## Aim
Restate word for word the lines from the one containing "pin: text gbr" through the end of the listing below, with both ends included.

## Data shown
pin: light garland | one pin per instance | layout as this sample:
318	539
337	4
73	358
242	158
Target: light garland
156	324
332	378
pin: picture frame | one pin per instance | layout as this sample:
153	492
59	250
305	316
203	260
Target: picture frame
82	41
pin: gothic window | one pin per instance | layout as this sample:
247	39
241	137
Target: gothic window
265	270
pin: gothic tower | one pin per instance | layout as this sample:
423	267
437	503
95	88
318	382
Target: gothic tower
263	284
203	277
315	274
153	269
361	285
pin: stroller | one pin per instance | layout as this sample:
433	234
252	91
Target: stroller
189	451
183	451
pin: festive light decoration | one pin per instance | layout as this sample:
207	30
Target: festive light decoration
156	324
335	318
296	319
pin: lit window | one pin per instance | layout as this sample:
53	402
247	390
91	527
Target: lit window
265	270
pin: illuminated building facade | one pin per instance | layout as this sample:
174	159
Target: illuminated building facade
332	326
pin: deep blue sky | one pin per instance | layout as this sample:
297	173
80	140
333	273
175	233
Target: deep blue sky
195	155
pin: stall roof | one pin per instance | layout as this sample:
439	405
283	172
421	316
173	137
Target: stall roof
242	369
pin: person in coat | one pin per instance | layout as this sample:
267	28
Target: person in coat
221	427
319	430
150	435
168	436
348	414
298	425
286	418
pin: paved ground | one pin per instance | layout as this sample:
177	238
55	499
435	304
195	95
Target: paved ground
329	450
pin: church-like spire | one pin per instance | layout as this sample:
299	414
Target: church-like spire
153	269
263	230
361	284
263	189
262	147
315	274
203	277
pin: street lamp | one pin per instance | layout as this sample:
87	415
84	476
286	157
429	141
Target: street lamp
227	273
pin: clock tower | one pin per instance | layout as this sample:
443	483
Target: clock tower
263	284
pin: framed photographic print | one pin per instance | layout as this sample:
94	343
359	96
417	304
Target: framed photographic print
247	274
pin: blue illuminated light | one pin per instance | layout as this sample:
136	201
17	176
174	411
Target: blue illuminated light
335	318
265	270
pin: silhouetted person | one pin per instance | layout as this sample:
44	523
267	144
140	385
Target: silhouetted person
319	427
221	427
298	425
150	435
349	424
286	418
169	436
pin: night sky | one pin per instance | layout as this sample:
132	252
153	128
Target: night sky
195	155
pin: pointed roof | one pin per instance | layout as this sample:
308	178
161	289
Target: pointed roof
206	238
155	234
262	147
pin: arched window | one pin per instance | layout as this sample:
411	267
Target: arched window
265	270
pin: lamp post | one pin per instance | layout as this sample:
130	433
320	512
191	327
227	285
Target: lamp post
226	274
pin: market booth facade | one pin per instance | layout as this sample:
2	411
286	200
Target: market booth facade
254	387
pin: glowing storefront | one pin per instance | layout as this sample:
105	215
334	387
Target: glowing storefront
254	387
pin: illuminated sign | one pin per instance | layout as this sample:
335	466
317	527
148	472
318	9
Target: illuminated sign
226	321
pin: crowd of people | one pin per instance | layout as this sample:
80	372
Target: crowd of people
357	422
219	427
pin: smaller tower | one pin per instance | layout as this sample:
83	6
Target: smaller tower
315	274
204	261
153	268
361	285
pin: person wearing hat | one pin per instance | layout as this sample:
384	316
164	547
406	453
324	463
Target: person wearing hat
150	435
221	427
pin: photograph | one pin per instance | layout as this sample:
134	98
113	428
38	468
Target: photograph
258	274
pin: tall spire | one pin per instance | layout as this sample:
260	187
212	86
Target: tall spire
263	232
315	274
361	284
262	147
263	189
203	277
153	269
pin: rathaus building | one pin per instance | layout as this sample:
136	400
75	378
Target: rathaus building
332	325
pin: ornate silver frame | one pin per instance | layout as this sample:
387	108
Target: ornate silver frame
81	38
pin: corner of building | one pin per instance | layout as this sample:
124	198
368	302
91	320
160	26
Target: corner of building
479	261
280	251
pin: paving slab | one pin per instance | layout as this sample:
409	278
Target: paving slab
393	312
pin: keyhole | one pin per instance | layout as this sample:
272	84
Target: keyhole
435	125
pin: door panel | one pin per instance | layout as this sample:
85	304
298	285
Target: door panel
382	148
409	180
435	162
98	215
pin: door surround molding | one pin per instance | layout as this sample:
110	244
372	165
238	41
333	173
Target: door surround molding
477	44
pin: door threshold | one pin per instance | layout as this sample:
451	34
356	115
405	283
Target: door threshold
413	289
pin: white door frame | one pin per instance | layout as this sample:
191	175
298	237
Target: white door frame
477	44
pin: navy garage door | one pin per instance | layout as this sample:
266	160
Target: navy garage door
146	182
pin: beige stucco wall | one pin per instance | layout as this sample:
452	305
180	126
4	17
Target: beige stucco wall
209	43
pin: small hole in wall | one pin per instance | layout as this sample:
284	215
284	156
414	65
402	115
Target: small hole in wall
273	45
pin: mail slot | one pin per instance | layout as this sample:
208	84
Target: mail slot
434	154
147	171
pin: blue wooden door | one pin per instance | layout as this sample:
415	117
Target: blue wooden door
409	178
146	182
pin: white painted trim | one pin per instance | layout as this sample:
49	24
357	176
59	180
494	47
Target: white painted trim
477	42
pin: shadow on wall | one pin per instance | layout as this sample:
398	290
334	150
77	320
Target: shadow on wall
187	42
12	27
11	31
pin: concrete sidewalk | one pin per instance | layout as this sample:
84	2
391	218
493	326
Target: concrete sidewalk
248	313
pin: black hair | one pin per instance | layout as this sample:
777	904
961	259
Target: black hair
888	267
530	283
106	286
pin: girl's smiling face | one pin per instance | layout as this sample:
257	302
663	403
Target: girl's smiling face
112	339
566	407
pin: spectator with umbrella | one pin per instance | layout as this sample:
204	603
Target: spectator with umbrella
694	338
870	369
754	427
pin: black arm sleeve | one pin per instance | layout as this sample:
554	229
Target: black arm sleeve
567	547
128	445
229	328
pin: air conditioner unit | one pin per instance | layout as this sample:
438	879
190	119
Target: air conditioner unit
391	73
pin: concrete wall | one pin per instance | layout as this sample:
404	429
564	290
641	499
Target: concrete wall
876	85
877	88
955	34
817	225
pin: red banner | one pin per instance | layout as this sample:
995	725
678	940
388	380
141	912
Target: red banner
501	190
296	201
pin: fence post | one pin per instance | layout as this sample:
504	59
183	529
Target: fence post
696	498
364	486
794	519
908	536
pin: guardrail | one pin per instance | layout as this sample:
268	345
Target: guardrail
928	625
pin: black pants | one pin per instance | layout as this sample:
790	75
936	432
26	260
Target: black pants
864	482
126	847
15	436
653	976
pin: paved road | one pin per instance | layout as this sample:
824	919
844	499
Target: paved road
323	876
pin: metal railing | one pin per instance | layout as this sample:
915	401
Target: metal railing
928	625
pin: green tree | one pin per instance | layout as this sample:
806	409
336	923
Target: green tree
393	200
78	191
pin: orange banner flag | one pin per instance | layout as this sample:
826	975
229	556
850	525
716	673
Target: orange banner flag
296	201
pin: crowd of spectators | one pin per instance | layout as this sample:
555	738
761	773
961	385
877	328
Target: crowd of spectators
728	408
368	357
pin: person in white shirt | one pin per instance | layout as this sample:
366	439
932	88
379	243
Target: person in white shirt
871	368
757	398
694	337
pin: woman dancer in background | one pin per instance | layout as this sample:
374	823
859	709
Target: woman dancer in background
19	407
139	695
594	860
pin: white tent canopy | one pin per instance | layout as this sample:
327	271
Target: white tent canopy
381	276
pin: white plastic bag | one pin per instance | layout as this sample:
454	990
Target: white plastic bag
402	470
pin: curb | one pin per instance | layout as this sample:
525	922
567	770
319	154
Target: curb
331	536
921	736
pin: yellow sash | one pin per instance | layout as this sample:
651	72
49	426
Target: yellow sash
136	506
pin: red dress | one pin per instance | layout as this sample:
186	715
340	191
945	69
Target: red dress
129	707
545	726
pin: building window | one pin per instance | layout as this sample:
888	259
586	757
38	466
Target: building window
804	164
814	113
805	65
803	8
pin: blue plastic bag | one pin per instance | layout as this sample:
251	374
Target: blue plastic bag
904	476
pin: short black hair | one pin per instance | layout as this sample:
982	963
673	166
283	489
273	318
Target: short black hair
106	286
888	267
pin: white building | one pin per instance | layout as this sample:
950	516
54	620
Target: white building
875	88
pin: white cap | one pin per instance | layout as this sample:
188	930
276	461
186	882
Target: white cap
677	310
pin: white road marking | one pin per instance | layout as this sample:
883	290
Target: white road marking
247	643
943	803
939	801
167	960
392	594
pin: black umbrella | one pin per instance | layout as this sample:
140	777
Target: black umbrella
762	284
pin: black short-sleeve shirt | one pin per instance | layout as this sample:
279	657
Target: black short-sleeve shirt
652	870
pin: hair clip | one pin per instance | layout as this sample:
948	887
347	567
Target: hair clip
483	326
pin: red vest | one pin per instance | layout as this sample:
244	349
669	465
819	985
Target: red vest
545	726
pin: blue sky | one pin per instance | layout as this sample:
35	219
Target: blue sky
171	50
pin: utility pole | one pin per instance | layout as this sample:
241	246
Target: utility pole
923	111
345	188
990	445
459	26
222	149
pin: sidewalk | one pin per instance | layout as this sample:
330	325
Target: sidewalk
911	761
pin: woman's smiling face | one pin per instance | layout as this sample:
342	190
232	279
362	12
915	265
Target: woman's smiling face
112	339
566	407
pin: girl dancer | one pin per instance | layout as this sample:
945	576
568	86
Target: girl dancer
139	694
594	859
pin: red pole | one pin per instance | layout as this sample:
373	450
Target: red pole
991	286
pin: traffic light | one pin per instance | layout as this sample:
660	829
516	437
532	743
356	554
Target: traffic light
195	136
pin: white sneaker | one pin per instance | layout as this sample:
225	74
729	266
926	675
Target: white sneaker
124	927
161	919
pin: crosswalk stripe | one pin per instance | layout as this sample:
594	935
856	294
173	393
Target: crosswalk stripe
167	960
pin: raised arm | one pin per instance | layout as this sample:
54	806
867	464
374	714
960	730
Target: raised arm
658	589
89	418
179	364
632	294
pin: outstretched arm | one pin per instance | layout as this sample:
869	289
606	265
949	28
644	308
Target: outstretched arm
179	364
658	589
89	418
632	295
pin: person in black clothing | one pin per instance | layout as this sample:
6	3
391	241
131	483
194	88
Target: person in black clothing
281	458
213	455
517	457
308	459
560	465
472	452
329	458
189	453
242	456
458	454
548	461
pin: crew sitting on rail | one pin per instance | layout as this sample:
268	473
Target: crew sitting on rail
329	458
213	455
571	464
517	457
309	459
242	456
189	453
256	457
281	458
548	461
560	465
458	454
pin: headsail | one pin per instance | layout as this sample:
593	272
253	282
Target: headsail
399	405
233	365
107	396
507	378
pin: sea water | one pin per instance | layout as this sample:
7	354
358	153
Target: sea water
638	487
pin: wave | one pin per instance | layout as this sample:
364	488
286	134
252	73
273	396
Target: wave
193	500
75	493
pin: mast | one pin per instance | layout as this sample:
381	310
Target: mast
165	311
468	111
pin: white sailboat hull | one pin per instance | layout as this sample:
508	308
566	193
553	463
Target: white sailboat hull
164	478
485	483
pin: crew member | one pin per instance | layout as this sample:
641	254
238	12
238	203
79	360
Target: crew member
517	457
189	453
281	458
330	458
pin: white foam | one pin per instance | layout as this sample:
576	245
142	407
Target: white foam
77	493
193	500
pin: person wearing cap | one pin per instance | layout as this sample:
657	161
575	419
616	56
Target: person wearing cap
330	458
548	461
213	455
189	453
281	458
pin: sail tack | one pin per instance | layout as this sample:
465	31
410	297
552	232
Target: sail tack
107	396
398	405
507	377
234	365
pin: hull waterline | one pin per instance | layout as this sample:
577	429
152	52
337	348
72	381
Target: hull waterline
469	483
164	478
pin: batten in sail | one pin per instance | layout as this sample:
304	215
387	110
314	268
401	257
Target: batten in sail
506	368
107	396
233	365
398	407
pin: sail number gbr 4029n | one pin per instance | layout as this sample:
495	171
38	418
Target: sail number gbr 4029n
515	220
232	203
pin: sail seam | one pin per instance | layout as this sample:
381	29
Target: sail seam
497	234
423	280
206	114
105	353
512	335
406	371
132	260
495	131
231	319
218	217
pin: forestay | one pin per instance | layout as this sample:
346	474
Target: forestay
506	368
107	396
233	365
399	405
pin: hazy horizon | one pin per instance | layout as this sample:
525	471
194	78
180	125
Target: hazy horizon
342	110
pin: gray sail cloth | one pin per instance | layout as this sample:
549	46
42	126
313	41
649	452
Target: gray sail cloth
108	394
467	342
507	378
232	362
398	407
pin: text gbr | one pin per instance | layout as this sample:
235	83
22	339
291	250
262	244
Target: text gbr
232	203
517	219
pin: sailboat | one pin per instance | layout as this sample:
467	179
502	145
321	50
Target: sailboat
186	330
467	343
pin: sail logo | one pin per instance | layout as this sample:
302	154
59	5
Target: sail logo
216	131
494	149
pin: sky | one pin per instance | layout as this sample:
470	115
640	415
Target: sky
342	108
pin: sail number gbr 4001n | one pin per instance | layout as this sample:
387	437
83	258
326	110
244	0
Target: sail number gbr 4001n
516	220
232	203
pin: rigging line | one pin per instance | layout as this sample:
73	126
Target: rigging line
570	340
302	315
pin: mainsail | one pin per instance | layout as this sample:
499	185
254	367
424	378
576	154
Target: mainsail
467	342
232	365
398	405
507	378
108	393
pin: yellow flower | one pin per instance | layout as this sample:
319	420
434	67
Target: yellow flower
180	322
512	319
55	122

## Answer in full
pin: text gbr | one pin per instance | layout as this sample:
235	83
22	339
291	250
262	244
Target: text gbr
232	203
517	219
pin: sailboat | one pin per instance | layout as this sample:
467	179
502	145
321	50
Target: sailboat
186	330
467	343
pin: sail logo | one pin per instance | layout as this sample:
302	154
59	5
Target: sail logo
216	131
494	149
pin: sky | one pin per instance | layout as this sample:
470	115
640	415
Target: sky
342	108
pin: sail number gbr 4001n | one pin per instance | layout as this sample:
387	437
83	258
326	110
244	0
Target: sail number gbr 4001n
516	220
232	203
pin: rigging line | one pin per instance | layout as this sample:
73	126
Target: rigging line
570	340
302	315
pin: mainsail | one pin per instance | layout as this sample:
499	185
254	367
424	378
576	154
Target: mainsail
467	342
232	365
398	405
507	378
108	393
pin: yellow flower | one pin per instance | layout as this sample:
319	420
434	67
Target: yellow flower
180	322
512	319
55	122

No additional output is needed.